**Task requirements**: Look below for the line with "In the picture above, where can the neon green skate", and from there restate every line word for word until the entries end.

**Recorded information**:
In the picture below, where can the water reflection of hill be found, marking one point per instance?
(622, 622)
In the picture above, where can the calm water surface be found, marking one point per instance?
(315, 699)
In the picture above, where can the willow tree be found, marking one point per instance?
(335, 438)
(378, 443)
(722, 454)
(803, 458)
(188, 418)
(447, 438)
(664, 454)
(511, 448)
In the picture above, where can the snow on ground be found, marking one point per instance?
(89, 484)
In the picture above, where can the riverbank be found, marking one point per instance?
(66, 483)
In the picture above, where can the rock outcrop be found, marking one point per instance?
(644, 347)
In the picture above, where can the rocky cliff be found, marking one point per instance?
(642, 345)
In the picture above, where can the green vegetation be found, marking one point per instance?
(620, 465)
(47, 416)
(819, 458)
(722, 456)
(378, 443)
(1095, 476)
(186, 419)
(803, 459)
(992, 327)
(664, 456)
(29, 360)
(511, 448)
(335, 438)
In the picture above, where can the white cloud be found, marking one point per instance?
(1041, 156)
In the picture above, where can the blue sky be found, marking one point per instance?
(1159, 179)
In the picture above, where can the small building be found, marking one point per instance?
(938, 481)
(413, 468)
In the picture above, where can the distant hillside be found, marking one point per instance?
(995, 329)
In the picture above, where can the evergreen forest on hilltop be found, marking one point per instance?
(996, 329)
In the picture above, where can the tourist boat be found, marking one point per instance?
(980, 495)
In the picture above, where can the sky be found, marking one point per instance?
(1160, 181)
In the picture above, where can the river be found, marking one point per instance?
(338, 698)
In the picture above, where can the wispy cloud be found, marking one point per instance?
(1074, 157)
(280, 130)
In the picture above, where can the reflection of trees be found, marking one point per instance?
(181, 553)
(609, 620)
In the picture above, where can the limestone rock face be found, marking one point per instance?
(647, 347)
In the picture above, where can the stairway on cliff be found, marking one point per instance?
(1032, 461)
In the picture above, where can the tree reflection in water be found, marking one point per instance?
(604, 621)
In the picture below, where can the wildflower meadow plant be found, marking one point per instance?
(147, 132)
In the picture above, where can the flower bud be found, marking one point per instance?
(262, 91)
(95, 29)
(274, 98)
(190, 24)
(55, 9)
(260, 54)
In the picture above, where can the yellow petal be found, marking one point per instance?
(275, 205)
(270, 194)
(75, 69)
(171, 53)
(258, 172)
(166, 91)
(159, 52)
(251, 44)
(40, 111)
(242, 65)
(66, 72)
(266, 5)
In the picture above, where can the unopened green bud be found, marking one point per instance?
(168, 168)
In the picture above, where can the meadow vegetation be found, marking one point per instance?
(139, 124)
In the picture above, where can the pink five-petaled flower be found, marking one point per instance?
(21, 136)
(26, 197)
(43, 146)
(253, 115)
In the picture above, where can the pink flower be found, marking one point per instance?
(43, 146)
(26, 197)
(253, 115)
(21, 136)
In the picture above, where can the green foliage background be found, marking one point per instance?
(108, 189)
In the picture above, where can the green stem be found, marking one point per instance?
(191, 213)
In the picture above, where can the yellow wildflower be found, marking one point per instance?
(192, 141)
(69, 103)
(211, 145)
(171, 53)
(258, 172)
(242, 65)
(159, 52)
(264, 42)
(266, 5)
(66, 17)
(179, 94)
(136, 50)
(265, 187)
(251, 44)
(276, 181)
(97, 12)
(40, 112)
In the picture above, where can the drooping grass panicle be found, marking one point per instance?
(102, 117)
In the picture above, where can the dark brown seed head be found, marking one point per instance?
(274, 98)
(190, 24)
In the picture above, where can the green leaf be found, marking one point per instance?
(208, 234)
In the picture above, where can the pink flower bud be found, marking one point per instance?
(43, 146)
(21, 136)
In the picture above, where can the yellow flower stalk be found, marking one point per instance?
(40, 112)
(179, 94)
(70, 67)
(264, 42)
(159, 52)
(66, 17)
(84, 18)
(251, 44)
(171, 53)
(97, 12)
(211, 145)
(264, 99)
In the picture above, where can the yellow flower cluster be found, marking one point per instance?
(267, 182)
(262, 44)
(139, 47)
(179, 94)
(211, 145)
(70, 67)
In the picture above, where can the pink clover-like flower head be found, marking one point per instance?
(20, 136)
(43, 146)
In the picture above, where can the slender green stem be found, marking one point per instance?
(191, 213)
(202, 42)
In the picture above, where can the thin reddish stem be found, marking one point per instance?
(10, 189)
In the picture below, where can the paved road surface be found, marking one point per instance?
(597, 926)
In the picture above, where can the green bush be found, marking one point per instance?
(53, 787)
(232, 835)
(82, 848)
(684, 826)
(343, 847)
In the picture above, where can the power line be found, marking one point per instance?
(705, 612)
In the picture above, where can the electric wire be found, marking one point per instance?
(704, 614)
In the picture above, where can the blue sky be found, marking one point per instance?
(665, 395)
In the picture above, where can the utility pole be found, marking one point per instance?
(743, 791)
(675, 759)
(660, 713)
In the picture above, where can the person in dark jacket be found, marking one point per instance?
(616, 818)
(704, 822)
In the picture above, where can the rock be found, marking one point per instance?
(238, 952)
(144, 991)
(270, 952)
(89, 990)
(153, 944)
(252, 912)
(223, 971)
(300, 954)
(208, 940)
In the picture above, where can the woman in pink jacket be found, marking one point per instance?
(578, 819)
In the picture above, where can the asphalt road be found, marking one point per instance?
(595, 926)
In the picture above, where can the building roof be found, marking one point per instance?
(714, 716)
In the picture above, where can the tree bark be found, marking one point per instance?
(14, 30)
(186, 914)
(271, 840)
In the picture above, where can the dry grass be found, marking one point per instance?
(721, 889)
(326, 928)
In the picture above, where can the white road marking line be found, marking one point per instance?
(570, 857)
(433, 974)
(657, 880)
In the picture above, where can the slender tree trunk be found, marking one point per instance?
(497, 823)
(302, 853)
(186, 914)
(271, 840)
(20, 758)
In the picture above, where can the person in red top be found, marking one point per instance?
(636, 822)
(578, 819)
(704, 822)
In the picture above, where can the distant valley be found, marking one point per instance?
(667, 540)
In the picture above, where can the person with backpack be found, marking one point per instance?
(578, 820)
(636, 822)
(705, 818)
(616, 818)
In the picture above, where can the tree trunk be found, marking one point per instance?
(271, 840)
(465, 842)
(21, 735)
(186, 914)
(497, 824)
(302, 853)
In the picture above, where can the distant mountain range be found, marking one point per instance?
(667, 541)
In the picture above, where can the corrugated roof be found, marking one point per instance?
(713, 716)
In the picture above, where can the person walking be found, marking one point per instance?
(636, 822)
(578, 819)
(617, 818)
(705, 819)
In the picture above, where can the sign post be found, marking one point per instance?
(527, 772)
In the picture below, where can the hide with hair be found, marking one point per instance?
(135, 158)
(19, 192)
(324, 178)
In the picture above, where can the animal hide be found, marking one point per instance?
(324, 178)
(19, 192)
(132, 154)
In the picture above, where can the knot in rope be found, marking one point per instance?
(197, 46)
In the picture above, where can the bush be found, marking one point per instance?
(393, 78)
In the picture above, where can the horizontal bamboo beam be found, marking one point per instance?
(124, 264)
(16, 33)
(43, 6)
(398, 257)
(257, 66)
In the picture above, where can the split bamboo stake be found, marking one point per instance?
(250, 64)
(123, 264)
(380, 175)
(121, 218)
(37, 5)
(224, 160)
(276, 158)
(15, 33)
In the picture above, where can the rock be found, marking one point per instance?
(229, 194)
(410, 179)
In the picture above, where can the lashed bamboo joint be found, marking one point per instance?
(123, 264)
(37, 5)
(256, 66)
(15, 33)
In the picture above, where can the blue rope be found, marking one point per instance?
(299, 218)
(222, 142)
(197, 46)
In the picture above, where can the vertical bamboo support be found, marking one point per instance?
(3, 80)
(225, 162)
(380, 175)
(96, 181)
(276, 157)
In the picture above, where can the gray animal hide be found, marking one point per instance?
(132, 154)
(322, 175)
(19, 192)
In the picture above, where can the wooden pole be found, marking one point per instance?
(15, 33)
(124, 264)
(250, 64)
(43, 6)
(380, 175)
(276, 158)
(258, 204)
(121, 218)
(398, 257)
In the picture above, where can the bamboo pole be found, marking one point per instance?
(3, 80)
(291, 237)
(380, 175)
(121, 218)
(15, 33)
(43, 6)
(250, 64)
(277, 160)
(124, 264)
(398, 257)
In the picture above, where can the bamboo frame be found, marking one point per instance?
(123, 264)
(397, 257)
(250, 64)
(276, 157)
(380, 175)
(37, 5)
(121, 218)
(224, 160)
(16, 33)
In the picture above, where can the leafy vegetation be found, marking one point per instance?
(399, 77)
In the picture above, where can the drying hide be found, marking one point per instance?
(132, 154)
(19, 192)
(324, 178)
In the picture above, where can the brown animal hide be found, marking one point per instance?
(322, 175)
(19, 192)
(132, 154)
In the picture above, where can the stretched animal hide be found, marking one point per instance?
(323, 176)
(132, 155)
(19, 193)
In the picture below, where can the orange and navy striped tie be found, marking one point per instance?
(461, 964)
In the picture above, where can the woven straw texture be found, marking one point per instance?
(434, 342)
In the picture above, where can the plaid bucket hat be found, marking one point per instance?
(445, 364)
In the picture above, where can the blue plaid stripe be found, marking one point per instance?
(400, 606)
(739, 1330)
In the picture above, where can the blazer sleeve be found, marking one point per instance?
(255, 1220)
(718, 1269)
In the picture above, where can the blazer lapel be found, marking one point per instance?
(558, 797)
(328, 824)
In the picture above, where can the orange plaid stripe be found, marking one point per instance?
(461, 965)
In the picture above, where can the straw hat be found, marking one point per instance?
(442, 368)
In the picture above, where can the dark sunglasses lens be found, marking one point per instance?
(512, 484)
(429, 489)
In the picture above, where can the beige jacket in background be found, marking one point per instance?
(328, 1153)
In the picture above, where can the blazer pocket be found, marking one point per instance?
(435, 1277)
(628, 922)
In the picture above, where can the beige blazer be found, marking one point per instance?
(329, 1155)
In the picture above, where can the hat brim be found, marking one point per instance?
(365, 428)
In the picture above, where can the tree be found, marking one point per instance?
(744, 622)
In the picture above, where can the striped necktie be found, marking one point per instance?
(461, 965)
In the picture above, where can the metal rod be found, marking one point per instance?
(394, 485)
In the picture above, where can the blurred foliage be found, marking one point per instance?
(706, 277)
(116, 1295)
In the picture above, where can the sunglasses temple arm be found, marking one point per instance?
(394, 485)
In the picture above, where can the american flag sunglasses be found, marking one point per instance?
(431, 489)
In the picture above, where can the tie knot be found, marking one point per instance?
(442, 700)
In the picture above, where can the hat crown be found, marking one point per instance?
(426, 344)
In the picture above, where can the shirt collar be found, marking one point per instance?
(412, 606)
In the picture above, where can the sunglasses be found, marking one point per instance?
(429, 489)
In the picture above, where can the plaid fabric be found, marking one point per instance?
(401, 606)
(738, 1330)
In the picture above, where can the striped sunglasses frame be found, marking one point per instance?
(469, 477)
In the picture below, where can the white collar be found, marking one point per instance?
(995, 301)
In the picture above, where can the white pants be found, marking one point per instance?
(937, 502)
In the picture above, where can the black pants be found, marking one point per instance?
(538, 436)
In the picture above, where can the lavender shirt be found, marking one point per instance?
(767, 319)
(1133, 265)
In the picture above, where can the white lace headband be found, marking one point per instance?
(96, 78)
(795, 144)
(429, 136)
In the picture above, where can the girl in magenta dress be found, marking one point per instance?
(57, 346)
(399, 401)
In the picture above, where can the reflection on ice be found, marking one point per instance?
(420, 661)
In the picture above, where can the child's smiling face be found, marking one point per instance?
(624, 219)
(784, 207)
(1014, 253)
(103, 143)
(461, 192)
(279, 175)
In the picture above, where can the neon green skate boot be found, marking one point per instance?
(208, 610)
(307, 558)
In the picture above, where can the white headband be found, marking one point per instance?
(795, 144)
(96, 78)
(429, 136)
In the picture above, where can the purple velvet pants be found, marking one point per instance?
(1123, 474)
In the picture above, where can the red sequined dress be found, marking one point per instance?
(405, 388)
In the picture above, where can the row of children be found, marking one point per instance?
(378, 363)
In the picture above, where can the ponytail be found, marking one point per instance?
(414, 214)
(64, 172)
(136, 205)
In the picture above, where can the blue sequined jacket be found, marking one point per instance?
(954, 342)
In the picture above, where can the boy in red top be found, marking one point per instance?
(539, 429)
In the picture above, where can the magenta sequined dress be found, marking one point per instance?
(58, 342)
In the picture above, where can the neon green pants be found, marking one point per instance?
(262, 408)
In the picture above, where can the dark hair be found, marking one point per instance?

**Written answer**:
In the picture above, where can the neon green skate boot be found, marking one point per instance?
(208, 610)
(307, 558)
In the picture above, where can the white headband be found, marking one point per instance?
(795, 144)
(96, 78)
(429, 136)
In the picture above, where can the purple velvet pants be found, marking one point per instance?
(1123, 474)
In the picture above, where can the red sequined dress be found, marking one point per instance?
(405, 388)
In the picture above, where can the row of children be found, marking one point per instance?
(378, 363)
In the picture above, where can the ponytail be found, marking one point per instance?
(414, 214)
(64, 172)
(136, 205)
In the picture above, where can the blue sequined jacket be found, marking one point per instance?
(954, 342)
In the picture above, where can the boy in red top be found, marking one point per instance?
(539, 429)
In the picture above, where can the magenta sequined dress be found, marking one point per instance?
(58, 342)
In the picture above, where can the neon green pants be found, marking one point per instance?
(262, 408)
In the picture above, where can the dark hair be found, marking one point per instance?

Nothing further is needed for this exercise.